**READING PASSAGE**
════════
He was treated with chloramphenicol 500mg qid for 14 days and a course of chloroquine and primaquine with uneventful recovery.
Typhomalaria was first described by an army doctor, J J Woodward (1833–1884) in 1862 among young soldiers during the American Civil War who were suffering from febrile illness that seemed to be typhoid (including intestinal lesions found at postmortem) but with fever patterns also suggestive of intermittent fever. He believed that it might be a hybrid rather than a new species of disease (1 – 3). However, by the end of 19th century, laboratory tests had eliminated this theory as they found that it was either one thing or the other, or in rare instances, co-infection with both S. typhi and the plasmodium of malaria.
Both typhoid and malaria share social circumstances which are imperative to their transmission. Therefore, a person living in such an environment is at risk of contracting both these diseases, either concurrently or an acute infection superimposed on a chronic one. A high index of suspicion is necessary to diagnose a co-infection as most clinicians are used to linking every symptom and sign to a single pathology.
════════
**RECORDED INFORMATION**
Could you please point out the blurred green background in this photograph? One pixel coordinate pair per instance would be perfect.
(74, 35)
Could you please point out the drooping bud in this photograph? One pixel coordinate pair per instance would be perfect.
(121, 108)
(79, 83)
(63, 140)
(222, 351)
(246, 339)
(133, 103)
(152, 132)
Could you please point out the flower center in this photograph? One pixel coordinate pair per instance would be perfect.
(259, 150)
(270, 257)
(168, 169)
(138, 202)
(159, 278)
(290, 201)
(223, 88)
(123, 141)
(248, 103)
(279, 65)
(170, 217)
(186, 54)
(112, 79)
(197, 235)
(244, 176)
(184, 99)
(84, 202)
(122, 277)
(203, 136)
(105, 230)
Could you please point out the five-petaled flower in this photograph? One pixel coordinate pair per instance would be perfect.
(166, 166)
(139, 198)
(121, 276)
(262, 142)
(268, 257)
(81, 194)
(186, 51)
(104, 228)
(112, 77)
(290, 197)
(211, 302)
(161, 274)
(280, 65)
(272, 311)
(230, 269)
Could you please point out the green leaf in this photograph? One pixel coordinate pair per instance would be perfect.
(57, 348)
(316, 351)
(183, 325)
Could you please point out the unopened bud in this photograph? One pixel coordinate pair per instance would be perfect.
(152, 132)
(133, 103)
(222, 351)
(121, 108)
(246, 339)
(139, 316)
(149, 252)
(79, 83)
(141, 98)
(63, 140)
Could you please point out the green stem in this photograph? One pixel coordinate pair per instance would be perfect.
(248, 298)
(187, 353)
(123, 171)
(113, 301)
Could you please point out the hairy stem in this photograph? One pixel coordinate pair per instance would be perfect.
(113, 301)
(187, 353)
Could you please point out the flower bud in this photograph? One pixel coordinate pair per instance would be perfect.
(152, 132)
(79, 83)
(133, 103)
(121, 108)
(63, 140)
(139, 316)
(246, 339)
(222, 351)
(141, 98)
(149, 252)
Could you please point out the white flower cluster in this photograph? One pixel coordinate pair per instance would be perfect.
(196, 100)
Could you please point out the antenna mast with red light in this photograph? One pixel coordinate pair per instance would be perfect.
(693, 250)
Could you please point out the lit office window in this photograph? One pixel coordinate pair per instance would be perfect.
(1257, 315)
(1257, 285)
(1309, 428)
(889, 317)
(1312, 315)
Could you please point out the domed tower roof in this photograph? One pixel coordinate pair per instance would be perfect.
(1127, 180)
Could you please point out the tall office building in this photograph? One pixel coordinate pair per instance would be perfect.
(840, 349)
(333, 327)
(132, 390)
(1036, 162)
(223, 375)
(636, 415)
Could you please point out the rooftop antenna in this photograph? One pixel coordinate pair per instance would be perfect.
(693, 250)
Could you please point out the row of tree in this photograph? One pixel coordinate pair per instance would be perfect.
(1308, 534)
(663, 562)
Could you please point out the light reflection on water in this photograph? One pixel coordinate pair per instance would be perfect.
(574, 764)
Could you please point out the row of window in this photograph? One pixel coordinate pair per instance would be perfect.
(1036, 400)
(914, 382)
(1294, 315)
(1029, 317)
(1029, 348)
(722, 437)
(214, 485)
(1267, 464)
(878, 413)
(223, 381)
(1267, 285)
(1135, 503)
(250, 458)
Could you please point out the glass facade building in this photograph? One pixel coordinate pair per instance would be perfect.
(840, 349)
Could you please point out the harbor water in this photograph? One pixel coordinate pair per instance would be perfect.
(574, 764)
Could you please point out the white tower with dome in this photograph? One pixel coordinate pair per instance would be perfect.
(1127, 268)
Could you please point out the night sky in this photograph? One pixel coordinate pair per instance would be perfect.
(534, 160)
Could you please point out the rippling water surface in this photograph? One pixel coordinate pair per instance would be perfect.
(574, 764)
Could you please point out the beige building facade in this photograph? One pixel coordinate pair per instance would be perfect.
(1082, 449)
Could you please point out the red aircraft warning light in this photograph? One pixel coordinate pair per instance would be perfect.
════════
**WORK INSTRUCTIONS**
Repeat the part of the typhomalaria passage starting with "Both typhoid and" and going on through "a single pathology.", keeping every word the same.

**OUTPUT FOR THIS EXERCISE**
Both typhoid and malaria share social circumstances which are imperative to their transmission. Therefore, a person living in such an environment is at risk of contracting both these diseases, either concurrently or an acute infection superimposed on a chronic one. A high index of suspicion is necessary to diagnose a co-infection as most clinicians are used to linking every symptom and sign to a single pathology.